JOB ::
From the PyTorch forum post below, write out word for word the passage starting with "h_n = torch.empty(self.L-1, self.n, self.z_dim)" and going on through "F.normalize(self.h[l], p=2, dim=1)".

EXCERPT ::
Forward method call for weight training

Asgard · June 5, 2020, 4:04pm

My PyTorch method isn’t automatically calling the forward method.

I’m trying to embed my graph adjacency matrix by aggregating neighbours and combining them (similar to GraphSAGE)

An adjacency matrix is of size nXn and the embedding will be of size nXd where d<n.

So, basically in my code, an adjacency matrix of a graph is fed as input for the purpose of embedding and the forward method should return the embedding.


import torch
import torch.nn as nn
import torch.nn.functional as F
import torch.optim as optim
import numpy as np

class Setting(nn.Module):
    
    def __init__(self, A):
        
        super(Setting, self).__init__()
        
        self.A = A
        self.X = np.array(np.sum(A, axis=1))
        self.feature_len = 10

        self.L = 3
        self.n = 10
        self.z_dim = 8
        
        self.h = torch.empty(self.L-1,self.n, self.z_dim)
        
        self.h0 = torch.from_numpy(self.X)
        
        W0 = nn.init.xavier_uniform_(torch.empty(self.feature_len, self.z_dim))
        
        self.h[0] = torch.empty(self.n, self.z_dim)

        for v in range(self.n):
            self.h[0][v] = F.relu(self.h0[v]*W0)
        
    def forward(self, A):
        
        d_u = np.empty([self.n, self.n])
        
        for v in range(self.n):
            d_u[v] = self.X[v]*self.A[v]

        d_u = torch.from_numpy(d_u)        
                
        h_n = torch.empty(self.L-1, self.n, self.z_dim)

        rnn = nn.GRUCell(self.z_dim, self.z_dim)

        H = F.normalize(self.h[0], p=2, dim=1)
        
        for l in range(0,self.L-1):
            
            h_n[l] = torch.mm(d_u, self.h[l-1].double())
            self.h[l] = rnn(self.h[l-1], h_n[l]).detach().float()
            self.h[l] = F.normalize(self.h[l], p=2, dim=1)
                        
            H = torch.max(H, self.h[l])
   
        return H

Now based on the value of H, I want to train the weight W0, by taking MSELoss of H and H1 (another already known embedding).

[Excerpts from a point labeling dataset]
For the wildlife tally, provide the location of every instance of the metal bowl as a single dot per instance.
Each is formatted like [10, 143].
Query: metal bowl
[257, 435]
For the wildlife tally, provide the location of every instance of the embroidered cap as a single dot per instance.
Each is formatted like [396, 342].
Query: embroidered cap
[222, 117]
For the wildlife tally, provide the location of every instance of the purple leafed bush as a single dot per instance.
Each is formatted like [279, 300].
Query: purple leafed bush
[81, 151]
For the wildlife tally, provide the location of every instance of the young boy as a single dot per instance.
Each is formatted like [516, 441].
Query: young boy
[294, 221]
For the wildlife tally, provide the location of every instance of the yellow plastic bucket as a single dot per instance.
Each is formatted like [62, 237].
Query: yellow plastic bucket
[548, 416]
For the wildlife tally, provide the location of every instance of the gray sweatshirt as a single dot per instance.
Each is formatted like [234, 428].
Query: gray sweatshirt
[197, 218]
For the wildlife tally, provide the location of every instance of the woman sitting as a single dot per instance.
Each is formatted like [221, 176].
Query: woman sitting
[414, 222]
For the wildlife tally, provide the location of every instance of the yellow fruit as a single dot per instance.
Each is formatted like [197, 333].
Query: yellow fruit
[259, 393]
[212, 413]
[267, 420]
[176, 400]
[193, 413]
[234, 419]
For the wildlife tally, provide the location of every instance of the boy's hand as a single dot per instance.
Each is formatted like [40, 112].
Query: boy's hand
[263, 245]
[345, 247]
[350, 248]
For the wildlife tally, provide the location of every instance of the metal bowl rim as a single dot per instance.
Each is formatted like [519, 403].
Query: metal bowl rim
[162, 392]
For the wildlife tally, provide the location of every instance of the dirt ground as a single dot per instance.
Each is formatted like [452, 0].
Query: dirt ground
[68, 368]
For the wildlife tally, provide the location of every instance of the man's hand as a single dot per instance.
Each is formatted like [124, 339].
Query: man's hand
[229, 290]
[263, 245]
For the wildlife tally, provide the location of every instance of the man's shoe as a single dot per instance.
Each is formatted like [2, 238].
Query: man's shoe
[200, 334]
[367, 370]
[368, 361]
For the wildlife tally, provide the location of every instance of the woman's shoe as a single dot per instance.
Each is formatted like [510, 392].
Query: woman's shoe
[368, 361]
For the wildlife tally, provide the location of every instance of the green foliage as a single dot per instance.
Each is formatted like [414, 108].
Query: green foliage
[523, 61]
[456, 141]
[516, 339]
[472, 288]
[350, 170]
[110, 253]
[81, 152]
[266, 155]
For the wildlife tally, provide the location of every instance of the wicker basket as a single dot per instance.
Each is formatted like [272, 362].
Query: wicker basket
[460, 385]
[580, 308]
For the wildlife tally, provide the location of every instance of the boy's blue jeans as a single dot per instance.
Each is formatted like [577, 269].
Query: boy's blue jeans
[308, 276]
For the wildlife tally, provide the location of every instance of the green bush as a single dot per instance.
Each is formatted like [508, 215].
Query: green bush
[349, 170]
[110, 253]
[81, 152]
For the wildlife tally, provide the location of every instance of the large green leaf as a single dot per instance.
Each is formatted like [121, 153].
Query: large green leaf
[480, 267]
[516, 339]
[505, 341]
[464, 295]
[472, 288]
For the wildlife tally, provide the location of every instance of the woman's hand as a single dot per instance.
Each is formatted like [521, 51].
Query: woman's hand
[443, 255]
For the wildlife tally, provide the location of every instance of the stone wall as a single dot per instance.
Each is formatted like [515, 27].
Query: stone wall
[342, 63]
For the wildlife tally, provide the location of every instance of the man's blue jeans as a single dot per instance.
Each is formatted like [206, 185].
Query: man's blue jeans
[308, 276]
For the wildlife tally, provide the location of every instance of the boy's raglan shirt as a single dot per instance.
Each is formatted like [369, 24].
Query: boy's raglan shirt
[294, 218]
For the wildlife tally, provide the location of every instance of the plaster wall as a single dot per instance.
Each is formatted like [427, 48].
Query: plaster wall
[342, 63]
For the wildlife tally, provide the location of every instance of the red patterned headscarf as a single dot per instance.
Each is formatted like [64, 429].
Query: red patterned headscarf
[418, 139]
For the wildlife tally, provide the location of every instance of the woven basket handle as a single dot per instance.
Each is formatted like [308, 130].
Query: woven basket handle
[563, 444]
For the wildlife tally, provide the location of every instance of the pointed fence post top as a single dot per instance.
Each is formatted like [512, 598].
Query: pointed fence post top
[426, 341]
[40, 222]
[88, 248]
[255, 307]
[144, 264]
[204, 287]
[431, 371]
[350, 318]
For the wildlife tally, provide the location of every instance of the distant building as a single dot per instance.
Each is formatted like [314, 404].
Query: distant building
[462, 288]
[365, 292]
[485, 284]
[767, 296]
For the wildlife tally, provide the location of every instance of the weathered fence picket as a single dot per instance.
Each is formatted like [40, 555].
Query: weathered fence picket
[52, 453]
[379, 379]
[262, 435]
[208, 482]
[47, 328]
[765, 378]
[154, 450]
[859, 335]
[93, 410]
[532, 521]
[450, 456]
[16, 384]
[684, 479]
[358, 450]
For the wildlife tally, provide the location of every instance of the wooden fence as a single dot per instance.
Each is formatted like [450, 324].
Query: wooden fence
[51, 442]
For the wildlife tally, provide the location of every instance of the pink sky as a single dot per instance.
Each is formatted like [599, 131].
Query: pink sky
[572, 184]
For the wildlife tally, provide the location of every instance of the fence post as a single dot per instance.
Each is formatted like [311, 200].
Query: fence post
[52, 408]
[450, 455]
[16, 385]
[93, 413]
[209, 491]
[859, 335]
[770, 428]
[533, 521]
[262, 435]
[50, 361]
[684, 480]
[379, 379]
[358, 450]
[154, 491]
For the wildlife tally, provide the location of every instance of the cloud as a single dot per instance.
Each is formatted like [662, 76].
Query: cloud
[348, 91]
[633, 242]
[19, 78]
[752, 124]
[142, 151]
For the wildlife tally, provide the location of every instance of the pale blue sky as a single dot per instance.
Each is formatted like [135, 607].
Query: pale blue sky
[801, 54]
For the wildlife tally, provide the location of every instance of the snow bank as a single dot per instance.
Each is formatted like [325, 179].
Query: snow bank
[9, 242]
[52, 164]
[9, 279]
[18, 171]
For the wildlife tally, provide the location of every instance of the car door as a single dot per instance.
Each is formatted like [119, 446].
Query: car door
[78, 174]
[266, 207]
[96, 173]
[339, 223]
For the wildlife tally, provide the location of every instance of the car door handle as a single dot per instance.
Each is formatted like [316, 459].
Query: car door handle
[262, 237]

RESULT BELOW ::
h_n = torch.empty(self.L-1, self.n, self.z_dim)

        rnn = nn.GRUCell(self.z_dim, self.z_dim)

        H = F.normalize(self.h[0], p=2, dim=1)
        
        for l in range(0,self.L-1):
            
            h_n[l] = torch.mm(d_u, self.h[l-1].double())
            self.h[l] = rnn(self.h[l-1], h_n[l]).detach().float()
            self.h[l] = F.normalize(self.h[l], p=2, dim=1)